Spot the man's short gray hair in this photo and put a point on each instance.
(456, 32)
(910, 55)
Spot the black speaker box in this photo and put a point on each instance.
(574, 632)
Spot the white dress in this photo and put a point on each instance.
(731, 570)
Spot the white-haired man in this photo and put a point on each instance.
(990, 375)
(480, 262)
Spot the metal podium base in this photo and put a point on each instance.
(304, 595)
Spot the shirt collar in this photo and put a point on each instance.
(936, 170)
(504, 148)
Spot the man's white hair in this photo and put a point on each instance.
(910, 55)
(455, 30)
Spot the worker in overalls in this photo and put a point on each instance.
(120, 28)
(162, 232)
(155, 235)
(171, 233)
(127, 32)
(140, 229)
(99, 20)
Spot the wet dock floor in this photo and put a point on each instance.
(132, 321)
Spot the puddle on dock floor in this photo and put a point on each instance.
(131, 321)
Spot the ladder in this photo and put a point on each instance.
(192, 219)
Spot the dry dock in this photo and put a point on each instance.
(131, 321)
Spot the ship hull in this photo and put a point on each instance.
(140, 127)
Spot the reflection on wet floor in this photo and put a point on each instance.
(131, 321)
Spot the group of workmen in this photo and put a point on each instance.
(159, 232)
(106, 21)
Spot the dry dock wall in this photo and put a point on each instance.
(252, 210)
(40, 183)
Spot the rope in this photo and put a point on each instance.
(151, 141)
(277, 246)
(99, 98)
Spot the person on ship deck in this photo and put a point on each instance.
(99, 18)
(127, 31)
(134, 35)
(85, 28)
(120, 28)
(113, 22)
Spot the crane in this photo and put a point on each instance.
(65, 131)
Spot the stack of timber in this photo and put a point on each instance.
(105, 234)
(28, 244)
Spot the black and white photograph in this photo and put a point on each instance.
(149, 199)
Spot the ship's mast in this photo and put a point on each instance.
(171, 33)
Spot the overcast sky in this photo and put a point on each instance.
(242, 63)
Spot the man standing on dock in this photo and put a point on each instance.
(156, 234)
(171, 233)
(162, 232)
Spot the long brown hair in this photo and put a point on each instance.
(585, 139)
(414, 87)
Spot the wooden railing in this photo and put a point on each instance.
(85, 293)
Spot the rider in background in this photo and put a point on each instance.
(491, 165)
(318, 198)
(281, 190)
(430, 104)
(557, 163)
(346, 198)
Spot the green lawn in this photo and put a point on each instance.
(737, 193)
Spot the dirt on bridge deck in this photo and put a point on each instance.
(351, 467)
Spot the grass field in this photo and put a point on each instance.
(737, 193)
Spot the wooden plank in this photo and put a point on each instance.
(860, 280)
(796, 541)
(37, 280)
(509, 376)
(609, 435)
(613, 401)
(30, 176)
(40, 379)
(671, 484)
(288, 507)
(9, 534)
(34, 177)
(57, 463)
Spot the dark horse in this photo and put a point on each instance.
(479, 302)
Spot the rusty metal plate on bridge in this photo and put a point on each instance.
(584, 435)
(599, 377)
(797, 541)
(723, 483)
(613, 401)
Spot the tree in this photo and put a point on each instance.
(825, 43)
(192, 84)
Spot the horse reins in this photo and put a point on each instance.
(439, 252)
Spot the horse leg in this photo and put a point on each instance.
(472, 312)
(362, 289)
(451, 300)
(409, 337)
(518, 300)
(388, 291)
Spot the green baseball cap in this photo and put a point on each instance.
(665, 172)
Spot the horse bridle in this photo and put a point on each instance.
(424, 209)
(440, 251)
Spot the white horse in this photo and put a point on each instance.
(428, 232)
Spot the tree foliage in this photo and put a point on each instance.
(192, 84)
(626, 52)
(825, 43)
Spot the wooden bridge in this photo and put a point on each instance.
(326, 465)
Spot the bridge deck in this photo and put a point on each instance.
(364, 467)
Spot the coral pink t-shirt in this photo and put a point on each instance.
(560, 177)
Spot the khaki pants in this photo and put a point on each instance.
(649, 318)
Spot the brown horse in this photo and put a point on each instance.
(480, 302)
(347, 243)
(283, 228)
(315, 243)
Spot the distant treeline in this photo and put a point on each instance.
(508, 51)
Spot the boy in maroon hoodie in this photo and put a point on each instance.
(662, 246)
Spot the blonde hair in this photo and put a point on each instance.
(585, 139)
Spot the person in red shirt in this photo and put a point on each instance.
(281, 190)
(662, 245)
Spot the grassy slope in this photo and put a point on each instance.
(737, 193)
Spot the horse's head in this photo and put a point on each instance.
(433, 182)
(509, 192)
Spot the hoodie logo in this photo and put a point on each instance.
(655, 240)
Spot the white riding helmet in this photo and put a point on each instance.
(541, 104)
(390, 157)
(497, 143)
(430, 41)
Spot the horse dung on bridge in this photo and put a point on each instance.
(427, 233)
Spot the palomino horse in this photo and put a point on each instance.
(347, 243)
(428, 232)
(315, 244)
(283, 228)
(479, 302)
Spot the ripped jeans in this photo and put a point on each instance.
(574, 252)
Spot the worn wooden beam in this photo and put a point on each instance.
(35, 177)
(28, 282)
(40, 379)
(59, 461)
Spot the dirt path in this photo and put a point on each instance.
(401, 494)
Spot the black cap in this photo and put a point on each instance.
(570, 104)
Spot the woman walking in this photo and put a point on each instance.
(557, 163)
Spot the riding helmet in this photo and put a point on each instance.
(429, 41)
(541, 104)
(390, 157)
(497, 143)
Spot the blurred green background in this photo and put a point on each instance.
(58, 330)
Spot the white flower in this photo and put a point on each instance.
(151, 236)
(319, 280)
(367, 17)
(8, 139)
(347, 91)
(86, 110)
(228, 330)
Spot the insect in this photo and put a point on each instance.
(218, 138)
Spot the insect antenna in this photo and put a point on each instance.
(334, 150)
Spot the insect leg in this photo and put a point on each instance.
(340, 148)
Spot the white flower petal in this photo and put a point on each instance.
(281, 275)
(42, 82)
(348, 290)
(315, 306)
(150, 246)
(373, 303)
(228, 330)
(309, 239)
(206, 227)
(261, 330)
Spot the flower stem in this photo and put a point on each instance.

Aim of the exercise:
Can you write out all the records above again, swapping "put a point on" for "place a dot on" and leaving everything else unchanged?

Completed exercise:
Spot the man's short gray hair in this photo and place a dot on each instance.
(456, 32)
(910, 55)
Spot the black speaker box in this photo and place a dot on each instance.
(574, 632)
Spot the white dress in this photo and place a dot on each instance.
(731, 570)
Spot the white-haired man in this photo and place a dot on each instance.
(990, 375)
(480, 262)
Spot the metal podium base in this photo and place a dot on each instance.
(304, 595)
Spot the shirt collar in this photo and place a dot on each instance.
(936, 170)
(504, 148)
Spot the man's white hair in this photo and place a dot on each instance.
(910, 55)
(455, 30)
Spot the worker in overalls in this photo and place a dot on each instance.
(120, 28)
(162, 232)
(155, 235)
(171, 233)
(127, 32)
(140, 229)
(99, 20)
Spot the wet dock floor in this photo and place a dot on each instance.
(132, 321)
Spot the puddle on dock floor in this photo and place a dot on each instance.
(131, 321)
Spot the ladder in this photo and place a dot on each instance.
(192, 219)
Spot the dry dock in this photo and place a dot on each instance.
(131, 321)
Spot the ship hull in this photo and place a dot on each instance.
(140, 127)
Spot the reflection on wet floor in this photo and place a dot on each instance.
(131, 321)
Spot the group of workmen in this photo and place a dot on each instance.
(159, 232)
(106, 21)
Spot the dry dock wall in this photo and place a dot on each instance.
(252, 210)
(40, 183)
Spot the rope in this photo and place a dot on each instance.
(151, 141)
(277, 246)
(99, 98)
Spot the person on ship deck in this photo and place a dot on each instance.
(99, 18)
(127, 31)
(134, 35)
(85, 28)
(120, 28)
(113, 22)
Spot the crane in this photo and place a dot on each instance.
(65, 131)
Spot the stack of timber in this photo and place a dot on each instance.
(105, 234)
(28, 244)
Spot the black and white photograph in this photo and place a dot on each instance.
(149, 199)
Spot the ship's mast in this photo and place a dot on each instance.
(171, 33)
Spot the overcast sky in this photo and place a dot on each instance.
(242, 63)
Spot the man standing on dock in this photo and place a dot on each instance.
(156, 234)
(171, 233)
(162, 232)
Spot the long brown hair in this photo and place a dot on each instance.
(585, 139)
(414, 87)
Spot the wooden railing in this photo and place a dot on each instance.
(85, 293)
Spot the rider in background in this photo and place a dot on each instance.
(491, 165)
(318, 198)
(281, 190)
(430, 104)
(557, 163)
(346, 198)
Spot the green lawn in this photo and place a dot on each instance.
(737, 193)
Spot the dirt on bridge deck in this photo and place a dot on each instance.
(351, 467)
Spot the grass field in this photo and place a dot on each instance.
(737, 193)
Spot the wooden plank in this photo and place a dot on each instance.
(860, 280)
(796, 541)
(37, 280)
(509, 376)
(609, 435)
(613, 401)
(30, 176)
(40, 379)
(671, 484)
(288, 507)
(9, 534)
(34, 177)
(57, 463)
Spot the dark horse in this photo and place a dot on each instance.
(479, 302)
Spot the rusty metal plate on bridge in this photo and place a dot on each instance.
(584, 435)
(599, 377)
(797, 541)
(723, 483)
(613, 401)
Spot the tree in this photo and place a dot on each instance.
(825, 43)
(192, 84)
Spot the horse reins in this photo and place a dot on each instance.
(439, 252)
Spot the horse leg in this photo and place a dot on each instance.
(472, 312)
(362, 289)
(451, 300)
(409, 337)
(518, 300)
(388, 291)
Spot the green baseball cap in this photo and place a dot on each instance.
(665, 172)
Spot the horse bridle in this photo and place a dot on each instance.
(424, 209)
(440, 251)
Spot the white horse in this photo and place a dot on each instance.
(428, 232)
Spot the tree foliage in this photo and place a dot on each instance.
(192, 84)
(626, 52)
(825, 43)
Spot the wooden bridge in this photo and place a dot on each instance.
(326, 465)
Spot the bridge deck in this photo and place a dot on each instance.
(364, 467)
Spot the coral pink t-shirt in this photo and place a dot on each instance.
(560, 177)
Spot the khaki pants in this photo and place a dot on each instance.
(649, 318)
Spot the brown horse in this photo and place a dot on each instance.
(480, 302)
(347, 243)
(283, 228)
(315, 243)
Spot the distant treeline in this photo and place a dot on each instance.
(508, 51)
Spot the boy in maroon hoodie in this photo and place a dot on each instance.
(662, 246)
Spot the blonde hair in this photo and place a dot on each instance.
(585, 139)
Spot the person in red shirt in this photo and place a dot on each instance.
(281, 190)
(662, 245)
Spot the grassy slope in this photo and place a dot on each instance.
(737, 193)
Spot the horse's head in this photo and place a dot on each instance.
(433, 182)
(509, 192)
Spot the hoodie logo in this photo and place a dot on each instance.
(655, 240)
Spot the white riding helmet in this photo and place a dot on each instance.
(541, 104)
(390, 157)
(497, 143)
(430, 41)
Spot the horse dung on bridge in this photo and place a dot on each instance.
(427, 233)
Spot the palomino horse in this photo and place a dot on each instance.
(347, 243)
(428, 232)
(315, 244)
(283, 228)
(479, 302)
Spot the ripped jeans in this photo and place a dot on each instance.
(574, 252)
Spot the worn wooden beam in this photo and place a dot on each instance.
(35, 177)
(28, 282)
(40, 379)
(59, 461)
Spot the dirt path in this photo and place a dot on each instance.
(401, 494)
Spot the black cap in this photo and place a dot on each instance.
(570, 104)
Spot the woman walking in this photo and place a dot on each instance.
(557, 163)
Spot the riding helmet in this photo and place a dot on each instance.
(429, 41)
(541, 104)
(390, 157)
(497, 143)
Spot the blurred green background in this photo and place a dot on each instance.
(58, 330)
Spot the white flower in this photo and place a dot on each instance.
(151, 236)
(319, 280)
(367, 17)
(8, 139)
(347, 91)
(86, 110)
(228, 330)
Spot the insect in this photo and place a dot on each instance.
(218, 138)
Spot the insect antenna in this photo and place a dot on each instance.
(334, 150)
Spot the insect leg in this photo and place a dot on each instance.
(340, 148)
Spot the white flower petal in this photo and place a dot on each instance.
(281, 275)
(42, 82)
(348, 290)
(315, 306)
(150, 246)
(373, 303)
(228, 330)
(309, 239)
(206, 227)
(261, 330)
Spot the flower stem in this photo and place a dot on each instance.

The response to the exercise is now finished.